» Given request:
Could you print all the entries exactly?

── Data shown

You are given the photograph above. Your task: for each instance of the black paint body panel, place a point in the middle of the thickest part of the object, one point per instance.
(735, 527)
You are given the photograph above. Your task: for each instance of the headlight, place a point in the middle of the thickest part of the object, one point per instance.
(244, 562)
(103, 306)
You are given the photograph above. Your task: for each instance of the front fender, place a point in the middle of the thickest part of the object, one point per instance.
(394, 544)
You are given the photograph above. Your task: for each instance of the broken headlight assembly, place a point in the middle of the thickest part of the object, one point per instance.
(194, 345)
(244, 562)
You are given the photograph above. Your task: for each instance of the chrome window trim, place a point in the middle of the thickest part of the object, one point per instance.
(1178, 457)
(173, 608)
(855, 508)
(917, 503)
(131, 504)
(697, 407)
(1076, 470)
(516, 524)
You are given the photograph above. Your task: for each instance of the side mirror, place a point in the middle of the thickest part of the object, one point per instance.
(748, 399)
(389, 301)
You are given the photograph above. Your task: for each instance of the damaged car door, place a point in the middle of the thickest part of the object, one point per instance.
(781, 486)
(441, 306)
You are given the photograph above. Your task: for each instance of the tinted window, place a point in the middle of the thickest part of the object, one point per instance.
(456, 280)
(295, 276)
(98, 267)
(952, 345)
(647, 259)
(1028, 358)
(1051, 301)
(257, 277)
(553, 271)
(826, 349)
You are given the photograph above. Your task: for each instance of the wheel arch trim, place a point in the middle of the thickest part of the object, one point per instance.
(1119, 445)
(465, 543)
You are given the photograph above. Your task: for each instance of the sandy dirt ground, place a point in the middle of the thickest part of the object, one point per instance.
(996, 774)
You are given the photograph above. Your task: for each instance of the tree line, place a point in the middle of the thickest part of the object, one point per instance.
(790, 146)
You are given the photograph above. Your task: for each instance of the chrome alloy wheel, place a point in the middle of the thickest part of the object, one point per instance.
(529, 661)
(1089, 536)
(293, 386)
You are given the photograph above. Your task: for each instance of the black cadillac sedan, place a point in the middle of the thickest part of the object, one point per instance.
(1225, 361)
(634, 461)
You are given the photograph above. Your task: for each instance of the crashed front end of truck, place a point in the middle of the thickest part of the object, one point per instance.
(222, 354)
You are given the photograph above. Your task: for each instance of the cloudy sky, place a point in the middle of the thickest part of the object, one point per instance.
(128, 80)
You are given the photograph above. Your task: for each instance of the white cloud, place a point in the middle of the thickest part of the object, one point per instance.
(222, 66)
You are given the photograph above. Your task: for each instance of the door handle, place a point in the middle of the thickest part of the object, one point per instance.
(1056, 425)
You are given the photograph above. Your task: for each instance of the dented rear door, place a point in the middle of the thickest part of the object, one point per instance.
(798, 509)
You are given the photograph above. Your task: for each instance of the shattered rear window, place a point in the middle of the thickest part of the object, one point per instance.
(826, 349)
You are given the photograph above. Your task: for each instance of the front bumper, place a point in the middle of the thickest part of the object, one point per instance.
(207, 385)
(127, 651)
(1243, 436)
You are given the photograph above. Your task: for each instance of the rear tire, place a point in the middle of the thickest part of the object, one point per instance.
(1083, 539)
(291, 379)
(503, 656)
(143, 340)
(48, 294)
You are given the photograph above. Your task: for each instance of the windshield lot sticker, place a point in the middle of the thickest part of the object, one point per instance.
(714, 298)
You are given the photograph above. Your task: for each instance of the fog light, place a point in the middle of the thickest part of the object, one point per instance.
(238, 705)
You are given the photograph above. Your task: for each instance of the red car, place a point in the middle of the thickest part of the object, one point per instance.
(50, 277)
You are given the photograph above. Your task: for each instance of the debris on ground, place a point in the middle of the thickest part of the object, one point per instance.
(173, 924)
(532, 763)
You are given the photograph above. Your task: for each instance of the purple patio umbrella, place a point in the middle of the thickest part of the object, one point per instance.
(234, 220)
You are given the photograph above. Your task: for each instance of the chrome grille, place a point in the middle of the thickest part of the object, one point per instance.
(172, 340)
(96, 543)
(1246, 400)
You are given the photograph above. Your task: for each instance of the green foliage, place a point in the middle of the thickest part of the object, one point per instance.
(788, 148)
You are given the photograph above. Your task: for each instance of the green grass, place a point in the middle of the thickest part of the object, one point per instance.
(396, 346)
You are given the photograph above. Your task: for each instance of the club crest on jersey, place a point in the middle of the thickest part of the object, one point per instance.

────

» Right answer:
You are given the photograph above. Your task: for each instance of the black paint body panel, place a point in the middle of the thickest part of the object, one point per instance.
(735, 527)
You are given the photograph above. Your task: for each instance of the headlight, place a point in the middle of the thickest part of the object, one point per instance.
(244, 562)
(103, 306)
You are given the photograph above. Your task: for each instance of the front fender, place a point in the middle of the thickest part of the object, one point per instance.
(394, 544)
You are given the photograph above. Your task: for each instance of the broken headlight assembly, place a point in the middle of the thickest part of the object, one point per instance.
(194, 345)
(244, 562)
You are given the photograph above. Your task: for each instance of the chrome window trim, place a point in the middle of the thickest part of the object, one point per instance.
(1178, 457)
(173, 608)
(855, 508)
(917, 503)
(131, 504)
(697, 407)
(1076, 470)
(516, 524)
You are given the photograph above. Your task: for each instance of the side mirror, place a point in the middle of the thickest part of the object, one point per instance.
(748, 399)
(389, 301)
You are given the photograph above. Your task: for each instance of the damaged car door, place a point in the middle of the thickest part of the object, one point per instance.
(781, 486)
(441, 306)
You are given the photograph above. Your task: for each instance of the tinted window, place a point in the middle of the thickest part of the object, one point per instance.
(456, 280)
(295, 276)
(98, 267)
(952, 345)
(647, 259)
(1028, 358)
(1051, 301)
(257, 277)
(553, 271)
(826, 349)
You are given the photograph above. Your task: for each instance of the wheel arch trim, place a point in the middle of the thickest part of the object, one point per instance.
(1119, 445)
(465, 543)
You are given the photograph above. Your task: for each instance of the sandy dirt ground, place a point in the middle of the thickest part of the object, one point per instance.
(996, 774)
You are given the photograph above. Your task: for each instance of the tree line, place a point in the middle of the thickest part of the object, one point per instance.
(790, 146)
You are given the photograph above. Your task: for each instance of the chrome alloy wheel, place a point in the middle of the thickest part of the object, one point per instance.
(529, 661)
(1089, 536)
(293, 386)
You are given the photograph above. Your task: for each instance of the black cadillac sedan, place a point in the middle of the thickest part of the object, one point per instance.
(1225, 361)
(634, 461)
You are given the photograph above. Your task: for each instance of the crashed front end of truck, place a point in the middle of the thickest part of the object, one point per instance.
(222, 354)
You are given the photograph above. Your task: for each instance of the cloudy sky, place a point in the middle of the thickest part of the object, one point per instance.
(128, 80)
You are given the photograph above. Your task: for each instance of the white cloud, place a point in the middle of the thickest part of the object, one point per instance.
(222, 66)
You are given the photograph above. Your task: for each instance of the door handle, place a point in the middle of the thickest part of the object, one point per instance.
(1056, 425)
You are given the photograph above. Your task: for each instance of the dented rear door, place a point in the middle of the thickest part of the object, one point per instance.
(798, 509)
You are given the photograph above. Your task: for each instance of the shattered rear window, place a point in the middle of the thickest part of the object, one point per instance.
(826, 349)
You are given the photograph above. Your task: for each instance of the front bumper, place a point in the middle of the thickest part of the object, one point per instance.
(207, 385)
(127, 651)
(1243, 436)
You are given the photograph above. Your task: for each instance of the rear tire, place a point in the middle of the thickest part of the object, one point per instance.
(1083, 539)
(291, 379)
(503, 656)
(143, 340)
(48, 294)
You are given the photograph above. Your task: for each instance of the windshield lot sticker, place a point in the middle of the thickest part of the object, one point per instance.
(714, 298)
You are given the photograph above. Your task: for each instance of the fog light, place a point in the middle of the thickest part of the object, one point per instance.
(238, 705)
You are given the photograph above. Your task: for each instance of the red car, place a point in the middle of the thickest part of the object, one point per instance.
(50, 277)
You are given the photograph above. Your task: for each instance of the debris on ground, place a point in the middle of the thickest part of the object, one point per instance.
(173, 924)
(532, 763)
You are given the photograph above. Your task: for each instance of the purple patio umbrella, place a point in the middle of the thickest part of the object, one point per instance.
(234, 220)
You are given the photograph above. Your task: for each instance of the chrome grille, place a point in the middle of the thickest part of the object, one point per instance.
(172, 340)
(96, 543)
(1246, 400)
You are given the photograph above. Your task: for each instance of the green foliage, place a point in the middle of the thickest part of the object, one point per instance.
(788, 148)
You are given the photograph above. Your task: for each instance of the green grass, place a point in the middle of the thickest part of the object, one point per instance.
(396, 346)
You are given the photograph above. Your task: for each instance of the club crest on jersey, place a point in the middle of the thickest part of the object, one point per instance.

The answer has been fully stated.